Rows from a dataset:
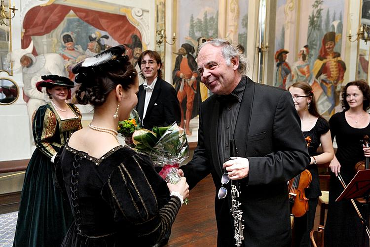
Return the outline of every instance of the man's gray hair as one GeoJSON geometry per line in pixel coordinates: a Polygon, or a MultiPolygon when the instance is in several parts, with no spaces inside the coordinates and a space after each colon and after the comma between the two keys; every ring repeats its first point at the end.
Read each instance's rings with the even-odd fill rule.
{"type": "MultiPolygon", "coordinates": [[[[214,46],[222,47],[221,52],[222,53],[222,56],[225,59],[225,61],[226,61],[226,64],[228,66],[231,64],[232,58],[237,57],[239,60],[238,72],[242,76],[247,75],[247,72],[249,68],[248,66],[248,60],[247,58],[247,56],[241,52],[236,45],[231,43],[226,40],[214,39],[202,43],[199,45],[197,53],[199,54],[202,48],[206,44],[211,44],[214,46]]],[[[198,54],[197,54],[197,56],[198,54]]]]}

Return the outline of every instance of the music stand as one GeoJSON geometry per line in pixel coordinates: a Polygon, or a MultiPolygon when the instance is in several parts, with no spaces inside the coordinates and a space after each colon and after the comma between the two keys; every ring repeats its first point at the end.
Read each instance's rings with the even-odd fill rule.
{"type": "Polygon", "coordinates": [[[355,199],[370,195],[370,169],[360,170],[347,185],[335,202],[355,199]]]}
{"type": "MultiPolygon", "coordinates": [[[[351,182],[347,185],[344,190],[336,199],[335,202],[341,201],[351,200],[355,209],[357,212],[361,221],[364,224],[364,231],[366,232],[370,242],[370,231],[368,228],[368,222],[369,221],[369,216],[368,215],[368,207],[369,204],[369,196],[370,195],[370,169],[360,170],[357,171],[351,182]],[[353,199],[364,197],[366,200],[365,206],[365,215],[363,217],[361,213],[359,211],[353,199]]],[[[364,236],[365,237],[365,236],[364,236]]],[[[363,243],[365,243],[363,241],[363,243]]]]}

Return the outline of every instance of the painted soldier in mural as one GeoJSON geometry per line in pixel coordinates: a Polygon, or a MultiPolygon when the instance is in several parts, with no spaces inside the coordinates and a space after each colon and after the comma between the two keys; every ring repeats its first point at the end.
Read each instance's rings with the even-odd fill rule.
{"type": "Polygon", "coordinates": [[[87,43],[87,49],[85,54],[87,57],[91,57],[98,55],[106,49],[105,44],[102,43],[102,39],[109,39],[107,35],[102,35],[99,31],[96,31],[91,35],[89,35],[90,42],[87,43]]]}
{"type": "Polygon", "coordinates": [[[34,43],[31,41],[26,49],[15,50],[10,53],[9,59],[13,63],[14,69],[23,67],[23,92],[29,98],[27,111],[30,120],[39,107],[46,104],[45,94],[36,89],[36,83],[45,75],[66,75],[63,59],[57,53],[46,53],[35,56],[31,53],[34,43]]]}
{"type": "Polygon", "coordinates": [[[285,49],[278,50],[275,53],[275,61],[276,62],[276,75],[274,84],[275,86],[285,89],[288,77],[292,73],[289,65],[286,61],[289,52],[285,49]]]}
{"type": "Polygon", "coordinates": [[[294,83],[304,82],[311,85],[313,89],[315,98],[317,102],[317,110],[323,114],[330,108],[331,104],[320,86],[319,82],[312,75],[308,61],[309,49],[308,45],[304,45],[298,53],[298,60],[292,66],[291,76],[289,77],[286,82],[287,88],[294,83]]]}
{"type": "Polygon", "coordinates": [[[63,33],[61,36],[62,41],[64,48],[61,48],[59,53],[64,60],[64,67],[68,73],[68,78],[72,81],[74,79],[74,75],[72,69],[77,63],[79,57],[85,54],[80,45],[75,45],[74,35],[72,32],[63,33]]]}
{"type": "MultiPolygon", "coordinates": [[[[138,64],[138,59],[140,57],[140,55],[143,52],[143,43],[142,43],[139,36],[136,34],[131,35],[131,40],[132,41],[131,43],[123,44],[127,48],[132,50],[132,57],[130,59],[130,62],[131,64],[134,65],[138,73],[141,73],[141,69],[138,64]]],[[[144,83],[144,80],[142,77],[139,77],[139,85],[141,85],[143,83],[144,83]]]]}
{"type": "Polygon", "coordinates": [[[186,134],[191,135],[190,121],[198,115],[201,98],[199,92],[199,77],[198,65],[191,53],[194,46],[184,43],[179,49],[178,55],[172,72],[173,83],[176,86],[177,98],[181,107],[181,126],[185,127],[186,134]],[[186,123],[184,123],[186,120],[186,123]]]}
{"type": "Polygon", "coordinates": [[[330,116],[334,113],[334,107],[339,104],[339,94],[346,71],[346,65],[340,58],[340,53],[334,51],[339,37],[334,32],[325,34],[312,70],[331,104],[328,110],[330,116]]]}

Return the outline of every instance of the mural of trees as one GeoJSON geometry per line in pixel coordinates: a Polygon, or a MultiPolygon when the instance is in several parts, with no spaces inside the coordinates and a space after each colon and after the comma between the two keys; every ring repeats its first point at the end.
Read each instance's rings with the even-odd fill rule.
{"type": "Polygon", "coordinates": [[[207,11],[205,11],[203,19],[198,18],[194,20],[194,16],[192,14],[189,21],[189,36],[195,40],[200,37],[206,38],[217,37],[219,32],[218,17],[218,11],[214,16],[209,17],[207,11]]]}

What you need to do> Swap "even-odd fill rule" for "nonzero winding rule" in all of the lines above and reproduce them with nothing else changed. Omit the pictures from your output.

Completed task>
Return the outline of every instance of the man's gray hair as one GeoJSON geometry per line in pixel coordinates: a Polygon, or a MultiPolygon when the instance is in several parts, with no spaces inside the coordinates and a space after each colon and after the comma between the two keys; every ring repeats its first point at the end.
Read each instance's rings with the nonzero winding rule.
{"type": "MultiPolygon", "coordinates": [[[[214,46],[222,47],[221,52],[222,53],[222,56],[225,59],[225,61],[226,61],[226,64],[228,66],[231,64],[232,58],[237,57],[239,60],[238,72],[242,76],[247,75],[247,72],[249,68],[248,66],[248,60],[247,58],[247,56],[241,52],[236,45],[231,43],[226,40],[214,39],[202,43],[199,45],[197,53],[199,54],[202,48],[206,44],[211,44],[214,46]]],[[[198,54],[197,54],[197,56],[198,54]]]]}

Return the outline of every instance of the music stand as one GeoJSON geometry per line in pixel coordinates: a Polygon, or a MultiPolygon when the instance is in several parts, with no spaces inside the coordinates and a space after each colon and after the comma between the two keys; every ring repeats its first point at the end.
Read each instance's rings with the nonzero winding rule.
{"type": "Polygon", "coordinates": [[[355,199],[370,195],[370,169],[360,170],[347,185],[335,202],[355,199]]]}
{"type": "MultiPolygon", "coordinates": [[[[351,182],[347,185],[344,190],[336,199],[335,202],[341,201],[351,200],[355,209],[357,212],[361,221],[364,224],[364,231],[366,232],[370,242],[370,231],[368,228],[368,222],[369,221],[369,216],[368,215],[368,207],[369,204],[369,196],[370,195],[370,169],[360,170],[357,171],[351,182]],[[353,199],[364,197],[366,200],[365,206],[365,215],[363,217],[361,213],[359,211],[353,199]]],[[[364,236],[365,237],[365,236],[364,236]]],[[[363,243],[365,243],[363,241],[363,243]]]]}

Return the outline of every instance of the painted soldier in mural as one GeoJSON geometry per line in pixel coordinates: a Polygon, or a MultiPolygon when the instance is in several parts, with no spaces inside the coordinates and a space after each colon and after the comma between the two keys; every ring repeats its first point at the end.
Read each instance's rings with the nonzero winding rule.
{"type": "Polygon", "coordinates": [[[87,43],[87,49],[85,54],[87,57],[91,57],[98,55],[106,49],[105,44],[102,43],[102,39],[109,39],[107,35],[102,35],[99,31],[96,31],[91,35],[89,35],[90,42],[87,43]]]}
{"type": "Polygon", "coordinates": [[[34,43],[31,41],[26,49],[15,50],[10,53],[9,59],[13,63],[14,69],[23,67],[23,92],[29,98],[27,111],[30,120],[39,107],[46,104],[45,94],[36,89],[36,83],[45,75],[66,75],[63,59],[57,53],[46,53],[35,56],[31,53],[34,43]]]}
{"type": "Polygon", "coordinates": [[[285,49],[278,50],[275,53],[275,61],[276,62],[276,75],[274,84],[275,86],[285,89],[288,77],[292,73],[289,65],[286,61],[289,52],[285,49]]]}
{"type": "Polygon", "coordinates": [[[294,83],[304,82],[311,85],[313,89],[315,98],[317,102],[317,110],[323,114],[330,108],[331,104],[320,86],[319,82],[312,75],[308,61],[309,49],[308,45],[304,45],[298,53],[298,60],[292,66],[291,76],[289,77],[286,82],[287,88],[294,83]]]}
{"type": "Polygon", "coordinates": [[[63,33],[61,36],[62,41],[64,48],[61,48],[59,53],[64,60],[64,67],[68,73],[68,78],[72,81],[74,79],[74,75],[72,69],[77,63],[79,57],[85,54],[80,45],[75,45],[74,35],[72,32],[63,33]]]}
{"type": "MultiPolygon", "coordinates": [[[[138,64],[138,59],[140,57],[140,55],[143,52],[143,43],[142,43],[139,36],[136,34],[131,35],[131,40],[132,41],[131,43],[123,44],[127,48],[132,50],[132,57],[130,59],[130,62],[131,64],[134,65],[138,73],[141,73],[141,69],[138,64]]],[[[144,83],[144,80],[142,77],[139,77],[139,85],[141,85],[143,83],[144,83]]]]}
{"type": "Polygon", "coordinates": [[[186,134],[191,135],[190,121],[198,115],[201,98],[199,92],[199,77],[198,65],[191,53],[194,46],[184,43],[179,49],[178,55],[172,72],[173,83],[176,86],[177,98],[181,107],[181,126],[185,127],[186,134]],[[186,123],[184,123],[186,120],[186,123]]]}
{"type": "Polygon", "coordinates": [[[330,116],[334,113],[334,107],[339,104],[339,94],[346,71],[346,65],[340,58],[340,53],[334,51],[339,37],[334,32],[325,34],[312,70],[331,104],[328,110],[330,116]]]}

Return the outline of every instance of the mural of trees as one GeoJSON geometry per line in pixel coordinates: a Polygon, or a MultiPolygon when the instance is in several parts, with no spaces inside the coordinates and a space after each colon and after the comma between the two keys; every ring repeats its first point at the end.
Read each instance's rings with the nonzero winding rule.
{"type": "Polygon", "coordinates": [[[207,11],[205,11],[203,19],[198,18],[194,20],[194,16],[192,14],[189,21],[189,36],[195,40],[200,37],[206,38],[217,37],[219,32],[218,17],[218,11],[214,16],[209,17],[207,11]]]}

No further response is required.